- [WORK REQUIRED]
As soon as the line containing "the calf's front" appears, copy it and every following line word for word until the records end.

[Data records]
_ _ _
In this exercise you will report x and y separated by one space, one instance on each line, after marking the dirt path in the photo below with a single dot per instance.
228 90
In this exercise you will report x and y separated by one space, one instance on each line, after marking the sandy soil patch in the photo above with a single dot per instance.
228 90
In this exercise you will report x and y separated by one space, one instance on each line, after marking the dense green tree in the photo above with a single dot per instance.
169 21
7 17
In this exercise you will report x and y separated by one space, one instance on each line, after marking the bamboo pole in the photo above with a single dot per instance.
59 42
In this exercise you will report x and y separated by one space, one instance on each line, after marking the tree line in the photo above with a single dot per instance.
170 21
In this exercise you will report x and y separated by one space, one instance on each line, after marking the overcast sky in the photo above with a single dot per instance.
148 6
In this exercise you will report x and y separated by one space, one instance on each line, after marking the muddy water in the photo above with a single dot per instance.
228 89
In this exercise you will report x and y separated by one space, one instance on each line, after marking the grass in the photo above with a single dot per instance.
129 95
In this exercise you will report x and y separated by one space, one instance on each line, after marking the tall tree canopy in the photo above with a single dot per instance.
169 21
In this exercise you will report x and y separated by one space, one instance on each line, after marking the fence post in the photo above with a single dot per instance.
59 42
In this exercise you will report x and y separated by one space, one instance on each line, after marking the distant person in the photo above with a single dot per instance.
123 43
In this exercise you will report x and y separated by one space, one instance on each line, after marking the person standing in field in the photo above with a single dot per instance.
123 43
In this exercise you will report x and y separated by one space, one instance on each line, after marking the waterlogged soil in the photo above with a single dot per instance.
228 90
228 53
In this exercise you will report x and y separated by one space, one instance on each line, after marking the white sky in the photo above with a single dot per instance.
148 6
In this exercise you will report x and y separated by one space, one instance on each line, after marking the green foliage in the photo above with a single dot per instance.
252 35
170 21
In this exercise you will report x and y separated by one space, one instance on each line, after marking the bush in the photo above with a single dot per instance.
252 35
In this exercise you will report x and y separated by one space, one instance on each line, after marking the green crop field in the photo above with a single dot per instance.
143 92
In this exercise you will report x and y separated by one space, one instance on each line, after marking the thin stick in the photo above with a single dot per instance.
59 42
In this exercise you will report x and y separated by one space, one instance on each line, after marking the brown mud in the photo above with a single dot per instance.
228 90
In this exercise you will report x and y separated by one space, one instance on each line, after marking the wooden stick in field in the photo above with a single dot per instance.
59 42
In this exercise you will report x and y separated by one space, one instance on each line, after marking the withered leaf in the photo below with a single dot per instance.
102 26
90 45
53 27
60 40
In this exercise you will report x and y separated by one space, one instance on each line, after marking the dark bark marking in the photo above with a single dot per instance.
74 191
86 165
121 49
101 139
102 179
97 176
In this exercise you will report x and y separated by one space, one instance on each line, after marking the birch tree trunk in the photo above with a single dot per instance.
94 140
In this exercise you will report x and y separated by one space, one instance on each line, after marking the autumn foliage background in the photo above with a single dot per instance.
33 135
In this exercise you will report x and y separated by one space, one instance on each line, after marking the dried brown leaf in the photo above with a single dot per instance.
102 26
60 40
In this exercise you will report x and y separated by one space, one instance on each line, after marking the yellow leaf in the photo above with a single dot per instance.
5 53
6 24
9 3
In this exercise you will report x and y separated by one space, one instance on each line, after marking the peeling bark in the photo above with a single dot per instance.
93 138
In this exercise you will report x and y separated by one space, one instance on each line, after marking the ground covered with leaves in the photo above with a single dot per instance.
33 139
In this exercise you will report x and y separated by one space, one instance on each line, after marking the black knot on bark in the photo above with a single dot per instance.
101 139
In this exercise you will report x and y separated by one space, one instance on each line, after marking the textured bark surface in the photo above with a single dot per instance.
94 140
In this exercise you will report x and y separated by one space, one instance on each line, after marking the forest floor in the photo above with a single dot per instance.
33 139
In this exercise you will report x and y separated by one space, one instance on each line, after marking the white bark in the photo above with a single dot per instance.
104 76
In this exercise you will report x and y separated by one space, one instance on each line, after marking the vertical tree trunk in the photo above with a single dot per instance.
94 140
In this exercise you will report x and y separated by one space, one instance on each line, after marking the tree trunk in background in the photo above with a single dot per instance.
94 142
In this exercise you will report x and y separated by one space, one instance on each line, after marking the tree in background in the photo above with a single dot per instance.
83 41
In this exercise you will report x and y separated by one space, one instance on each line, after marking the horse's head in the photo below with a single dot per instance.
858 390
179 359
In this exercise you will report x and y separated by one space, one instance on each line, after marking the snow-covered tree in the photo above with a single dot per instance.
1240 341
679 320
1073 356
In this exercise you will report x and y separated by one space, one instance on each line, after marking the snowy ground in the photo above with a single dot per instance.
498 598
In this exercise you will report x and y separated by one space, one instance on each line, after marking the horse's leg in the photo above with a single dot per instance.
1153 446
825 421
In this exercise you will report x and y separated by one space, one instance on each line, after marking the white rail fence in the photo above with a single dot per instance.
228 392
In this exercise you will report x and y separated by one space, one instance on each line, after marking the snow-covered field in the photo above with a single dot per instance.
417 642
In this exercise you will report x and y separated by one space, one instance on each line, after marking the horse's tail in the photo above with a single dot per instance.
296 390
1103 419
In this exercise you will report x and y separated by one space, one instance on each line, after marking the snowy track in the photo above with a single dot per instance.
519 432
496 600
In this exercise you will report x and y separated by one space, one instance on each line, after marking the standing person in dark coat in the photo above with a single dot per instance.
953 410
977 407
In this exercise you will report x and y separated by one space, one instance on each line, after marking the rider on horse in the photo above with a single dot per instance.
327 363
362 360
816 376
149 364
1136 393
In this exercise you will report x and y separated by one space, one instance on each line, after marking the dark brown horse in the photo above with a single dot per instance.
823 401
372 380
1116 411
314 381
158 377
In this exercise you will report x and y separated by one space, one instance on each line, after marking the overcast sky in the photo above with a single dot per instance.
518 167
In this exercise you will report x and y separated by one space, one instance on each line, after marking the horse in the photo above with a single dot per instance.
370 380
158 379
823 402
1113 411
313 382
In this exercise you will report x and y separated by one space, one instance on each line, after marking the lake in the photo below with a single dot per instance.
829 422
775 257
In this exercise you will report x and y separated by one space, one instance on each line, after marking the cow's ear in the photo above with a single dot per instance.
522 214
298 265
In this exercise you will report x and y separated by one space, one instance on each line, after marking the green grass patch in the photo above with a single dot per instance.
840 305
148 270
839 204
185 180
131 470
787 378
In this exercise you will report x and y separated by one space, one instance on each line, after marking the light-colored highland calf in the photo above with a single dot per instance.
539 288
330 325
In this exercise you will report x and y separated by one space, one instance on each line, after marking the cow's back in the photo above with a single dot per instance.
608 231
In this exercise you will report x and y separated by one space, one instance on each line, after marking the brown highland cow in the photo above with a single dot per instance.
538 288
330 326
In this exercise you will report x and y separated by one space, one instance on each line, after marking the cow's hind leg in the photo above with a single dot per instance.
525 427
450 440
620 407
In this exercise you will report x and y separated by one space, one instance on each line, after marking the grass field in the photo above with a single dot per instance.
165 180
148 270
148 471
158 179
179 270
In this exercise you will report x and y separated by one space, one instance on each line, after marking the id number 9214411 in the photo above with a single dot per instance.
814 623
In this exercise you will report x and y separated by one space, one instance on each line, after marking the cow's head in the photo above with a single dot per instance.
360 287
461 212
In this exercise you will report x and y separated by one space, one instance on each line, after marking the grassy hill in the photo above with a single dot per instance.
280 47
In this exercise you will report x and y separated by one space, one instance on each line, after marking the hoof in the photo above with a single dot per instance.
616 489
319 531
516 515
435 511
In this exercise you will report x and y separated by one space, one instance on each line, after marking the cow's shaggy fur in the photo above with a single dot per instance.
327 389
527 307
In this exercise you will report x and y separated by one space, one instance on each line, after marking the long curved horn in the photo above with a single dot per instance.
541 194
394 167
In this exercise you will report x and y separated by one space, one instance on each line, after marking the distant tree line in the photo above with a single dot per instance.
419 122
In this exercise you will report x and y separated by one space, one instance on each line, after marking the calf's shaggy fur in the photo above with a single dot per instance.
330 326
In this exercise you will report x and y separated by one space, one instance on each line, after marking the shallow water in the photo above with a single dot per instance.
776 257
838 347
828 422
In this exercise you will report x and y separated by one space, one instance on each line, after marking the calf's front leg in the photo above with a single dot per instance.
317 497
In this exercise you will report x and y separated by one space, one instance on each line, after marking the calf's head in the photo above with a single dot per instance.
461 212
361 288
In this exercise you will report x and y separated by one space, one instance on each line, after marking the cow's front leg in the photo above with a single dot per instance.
_ _ _
- [SOLUTION TO THIS PROBLEM]
In this exercise you will report x and y separated by one space, one instance on each line, after marking the calf's front leg in the photo above with a single dot per instance.
317 497
In this exercise you will report x and y separated by one space, one instance on each line, after marking the calf's head in the photo above with a single dot per instance.
461 212
361 288
In this exercise you will report x and y separated by one space, one instance on each line, after marking the cow's front leg in the photo above with a single dot per instance.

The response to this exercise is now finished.